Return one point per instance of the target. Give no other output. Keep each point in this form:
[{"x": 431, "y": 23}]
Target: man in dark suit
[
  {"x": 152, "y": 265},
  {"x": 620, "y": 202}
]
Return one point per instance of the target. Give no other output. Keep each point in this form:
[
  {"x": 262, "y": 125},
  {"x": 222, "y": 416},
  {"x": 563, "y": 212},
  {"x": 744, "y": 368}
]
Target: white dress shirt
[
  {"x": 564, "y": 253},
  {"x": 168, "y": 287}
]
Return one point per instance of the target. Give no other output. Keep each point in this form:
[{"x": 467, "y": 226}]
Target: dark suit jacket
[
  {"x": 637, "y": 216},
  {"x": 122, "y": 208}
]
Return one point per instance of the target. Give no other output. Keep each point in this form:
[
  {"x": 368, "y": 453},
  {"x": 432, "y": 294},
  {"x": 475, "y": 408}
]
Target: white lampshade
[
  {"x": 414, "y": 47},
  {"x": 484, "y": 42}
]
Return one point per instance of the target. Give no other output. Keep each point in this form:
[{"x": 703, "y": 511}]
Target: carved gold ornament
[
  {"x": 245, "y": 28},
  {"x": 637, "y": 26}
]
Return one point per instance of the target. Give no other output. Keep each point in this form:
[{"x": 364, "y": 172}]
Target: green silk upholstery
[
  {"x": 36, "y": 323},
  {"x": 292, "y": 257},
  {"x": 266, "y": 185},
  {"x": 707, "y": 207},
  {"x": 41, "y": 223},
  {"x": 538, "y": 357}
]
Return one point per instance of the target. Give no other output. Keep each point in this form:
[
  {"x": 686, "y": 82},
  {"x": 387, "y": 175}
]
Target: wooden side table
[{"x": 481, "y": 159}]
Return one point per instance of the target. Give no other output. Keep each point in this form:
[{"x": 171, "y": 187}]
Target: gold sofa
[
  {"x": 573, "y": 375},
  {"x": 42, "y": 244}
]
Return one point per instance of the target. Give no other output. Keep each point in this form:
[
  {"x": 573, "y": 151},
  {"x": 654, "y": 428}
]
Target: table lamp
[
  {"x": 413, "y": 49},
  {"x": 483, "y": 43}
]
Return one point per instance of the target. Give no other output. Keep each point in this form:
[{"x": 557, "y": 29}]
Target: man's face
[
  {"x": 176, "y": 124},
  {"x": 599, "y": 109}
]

☆ ☆ ☆ ☆

EXERCISE INSTRUCTIONS
Print the material in full, exactly as written.

SOLUTION
Return one point per instance of the target. Give no other output. Keep each point in this form:
[{"x": 431, "y": 23}]
Target: man in dark suit
[
  {"x": 152, "y": 265},
  {"x": 620, "y": 202}
]
Return one point per instance of the target. Give no other output. Keep each point in this form:
[
  {"x": 262, "y": 125},
  {"x": 222, "y": 416},
  {"x": 563, "y": 212},
  {"x": 744, "y": 368}
]
Target: white dress shirt
[
  {"x": 564, "y": 253},
  {"x": 168, "y": 287}
]
Return one point per instance of the target. Give no other output. Keep each point in this form:
[{"x": 467, "y": 226}]
Target: dark suit jacket
[
  {"x": 637, "y": 216},
  {"x": 122, "y": 208}
]
Return one point per instance of the target. Give no other output. Keep each point in this form:
[
  {"x": 368, "y": 453},
  {"x": 432, "y": 294},
  {"x": 475, "y": 408}
]
Target: white lampshade
[
  {"x": 414, "y": 47},
  {"x": 484, "y": 42}
]
Return one point per instance of the target. Give no other output. Keep each point in this form:
[{"x": 703, "y": 511}]
Target: carved gold ornament
[
  {"x": 245, "y": 28},
  {"x": 637, "y": 26}
]
Return one point per instance of the target. Give no other output. Keep each point in this form:
[{"x": 364, "y": 172}]
Target: green silk upholstery
[
  {"x": 36, "y": 323},
  {"x": 292, "y": 257},
  {"x": 266, "y": 185},
  {"x": 707, "y": 207},
  {"x": 41, "y": 223},
  {"x": 538, "y": 357}
]
Return one point per instance of the target. Give no other output. Keep each point in this form:
[
  {"x": 686, "y": 82},
  {"x": 387, "y": 175}
]
Target: wooden side table
[{"x": 481, "y": 159}]
Return one point per instance of the target. Give no other output. Keep each point in this form:
[{"x": 171, "y": 187}]
Target: gold sofa
[
  {"x": 573, "y": 375},
  {"x": 42, "y": 244}
]
Return one point per instance of the target. Give no other output. Keep each point in this form:
[
  {"x": 573, "y": 151},
  {"x": 654, "y": 428}
]
Target: table lamp
[
  {"x": 413, "y": 49},
  {"x": 483, "y": 43}
]
Return one point per instance of the target. Give no other output. Keep each point in this form:
[{"x": 557, "y": 29}]
Target: man's face
[
  {"x": 176, "y": 124},
  {"x": 599, "y": 109}
]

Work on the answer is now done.